The novel approach allowed the team to push the limits of mind-reading technologies by seeing if the decoder could translate the thoughts of the participants as they watched silent movies, or just imagined stories in their heads. In both cases, the decoder was able to decipher what the participants were seeing, in the case of the movies, and what subjects were thinking as they played out brief stories in their imaginations. 

The decoder produced more accurate results during the tests with audio recordings, compared to the imagined speech, but it was still able to glean some basic details of unspoken thoughts from the brain activity. For instance, when a subject envisioned the sentence “went on a dirt road through a field of wheat and over a stream and by some log buildings,” the decoder produced text that said “he had to walk across a bridge to the other side and a very large building in the distance.”

-------

◆ Required work:
Print the passage about the thought-decoding experiments in full, word for word.

-------

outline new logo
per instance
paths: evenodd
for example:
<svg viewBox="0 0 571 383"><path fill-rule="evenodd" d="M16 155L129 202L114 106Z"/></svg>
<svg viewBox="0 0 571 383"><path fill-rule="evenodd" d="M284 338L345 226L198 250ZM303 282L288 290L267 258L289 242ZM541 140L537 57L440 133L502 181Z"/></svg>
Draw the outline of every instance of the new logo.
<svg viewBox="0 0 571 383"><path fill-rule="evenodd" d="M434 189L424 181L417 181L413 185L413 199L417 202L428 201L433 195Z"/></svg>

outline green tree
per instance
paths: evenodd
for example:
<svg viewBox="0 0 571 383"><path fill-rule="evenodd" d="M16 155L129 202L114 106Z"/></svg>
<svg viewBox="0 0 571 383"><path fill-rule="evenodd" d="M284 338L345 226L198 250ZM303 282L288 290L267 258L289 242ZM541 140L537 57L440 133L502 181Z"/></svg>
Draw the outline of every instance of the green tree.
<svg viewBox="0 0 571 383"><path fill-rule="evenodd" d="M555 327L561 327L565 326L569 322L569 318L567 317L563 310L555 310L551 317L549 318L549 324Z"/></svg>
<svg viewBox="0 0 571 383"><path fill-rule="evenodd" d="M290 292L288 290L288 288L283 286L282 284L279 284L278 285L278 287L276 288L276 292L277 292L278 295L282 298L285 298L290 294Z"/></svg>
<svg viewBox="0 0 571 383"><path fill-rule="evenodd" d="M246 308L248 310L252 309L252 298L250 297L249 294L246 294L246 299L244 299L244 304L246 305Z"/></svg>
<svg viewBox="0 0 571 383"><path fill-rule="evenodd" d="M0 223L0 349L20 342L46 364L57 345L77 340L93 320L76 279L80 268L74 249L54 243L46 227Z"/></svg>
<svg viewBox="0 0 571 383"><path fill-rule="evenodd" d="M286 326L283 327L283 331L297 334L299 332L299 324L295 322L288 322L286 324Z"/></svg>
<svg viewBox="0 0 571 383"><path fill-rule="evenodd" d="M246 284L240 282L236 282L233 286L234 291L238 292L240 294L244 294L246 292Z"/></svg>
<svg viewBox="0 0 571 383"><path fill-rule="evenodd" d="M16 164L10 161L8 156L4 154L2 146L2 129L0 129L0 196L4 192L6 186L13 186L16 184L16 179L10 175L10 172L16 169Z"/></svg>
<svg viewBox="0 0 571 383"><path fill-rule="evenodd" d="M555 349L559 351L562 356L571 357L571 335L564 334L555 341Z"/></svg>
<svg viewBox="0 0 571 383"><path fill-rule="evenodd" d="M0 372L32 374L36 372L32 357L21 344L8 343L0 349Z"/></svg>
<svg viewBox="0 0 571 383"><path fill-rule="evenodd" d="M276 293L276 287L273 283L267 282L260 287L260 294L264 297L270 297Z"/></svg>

-------

◆ Worked solution:
The novel approach allowed the team to push the limits of mind-reading technologies by seeing if the decoder could translate the thoughts of the participants as they watched silent movies, or just imagined stories in their heads. In both cases, the decoder was able to decipher what the participants were seeing, in the case of the movies, and what subjects were thinking as they played out brief stories in their imaginations. 

The decoder produced more accurate results during the tests with audio recordings, compared to the imagined speech, but it was still able to glean some basic details of unspoken thoughts from the brain activity. For instance, when a subject envisioned the sentence “went on a dirt road through a field of wheat and over a stream and by some log buildings,” the decoder produced text that said “he had to walk across a bridge to the other side and a very large building in the distance.”